(begin)

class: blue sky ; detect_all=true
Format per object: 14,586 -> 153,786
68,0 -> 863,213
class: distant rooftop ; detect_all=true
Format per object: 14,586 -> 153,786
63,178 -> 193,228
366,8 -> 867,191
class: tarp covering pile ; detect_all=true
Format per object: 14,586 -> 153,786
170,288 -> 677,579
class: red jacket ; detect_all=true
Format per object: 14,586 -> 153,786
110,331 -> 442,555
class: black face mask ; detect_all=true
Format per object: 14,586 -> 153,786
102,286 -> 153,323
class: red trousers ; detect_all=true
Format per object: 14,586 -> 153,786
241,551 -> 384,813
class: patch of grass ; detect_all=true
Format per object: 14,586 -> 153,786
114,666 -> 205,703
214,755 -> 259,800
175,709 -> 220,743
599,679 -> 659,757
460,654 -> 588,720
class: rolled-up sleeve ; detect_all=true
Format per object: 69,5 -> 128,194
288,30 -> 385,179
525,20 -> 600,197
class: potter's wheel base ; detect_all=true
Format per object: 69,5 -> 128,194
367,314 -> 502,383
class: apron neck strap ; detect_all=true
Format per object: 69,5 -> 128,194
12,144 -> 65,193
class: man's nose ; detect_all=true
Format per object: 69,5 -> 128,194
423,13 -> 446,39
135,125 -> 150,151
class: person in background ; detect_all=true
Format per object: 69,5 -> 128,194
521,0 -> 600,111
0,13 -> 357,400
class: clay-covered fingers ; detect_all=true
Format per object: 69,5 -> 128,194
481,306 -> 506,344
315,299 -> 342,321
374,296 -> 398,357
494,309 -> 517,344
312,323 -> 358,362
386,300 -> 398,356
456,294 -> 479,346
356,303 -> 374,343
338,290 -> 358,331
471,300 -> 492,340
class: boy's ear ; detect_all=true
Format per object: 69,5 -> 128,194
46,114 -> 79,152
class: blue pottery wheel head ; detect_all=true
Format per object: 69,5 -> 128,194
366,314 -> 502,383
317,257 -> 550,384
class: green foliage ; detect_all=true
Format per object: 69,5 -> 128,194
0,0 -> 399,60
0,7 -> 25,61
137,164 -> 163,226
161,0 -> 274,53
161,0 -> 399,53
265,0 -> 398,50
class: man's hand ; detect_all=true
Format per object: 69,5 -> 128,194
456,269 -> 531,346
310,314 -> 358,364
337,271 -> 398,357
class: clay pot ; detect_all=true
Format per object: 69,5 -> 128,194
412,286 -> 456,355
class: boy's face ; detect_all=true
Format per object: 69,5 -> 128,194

(end)

TASK STATEMENT:
Starting at the line that contains "class: boy's ear ; detect_all=true" and ending at the final line of the entries, express those lines as a numbered list with any blank lines left out.

SOLUTION:
1. class: boy's ear ; detect_all=true
2. Format per object: 69,5 -> 128,194
3. 46,114 -> 79,152
4. class: blue pottery wheel head ; detect_all=true
5. Format per object: 69,5 -> 128,194
6. 366,314 -> 502,383
7. 317,257 -> 550,384
8. class: green foliage ; detect_all=true
9. Format per object: 69,5 -> 128,194
10. 0,0 -> 399,60
11. 0,7 -> 25,61
12. 137,164 -> 163,226
13. 161,0 -> 274,53
14. 161,0 -> 399,53
15. 265,0 -> 398,50
16. class: man's hand ; detect_all=true
17. Format per object: 69,5 -> 128,194
18. 456,269 -> 531,346
19. 310,314 -> 358,364
20. 337,271 -> 398,357
21. class: clay pot ; detect_all=true
22. Format per object: 69,5 -> 128,194
23. 412,286 -> 456,355
24. class: boy's face ; detect_all=true
25. Format per object: 69,5 -> 128,194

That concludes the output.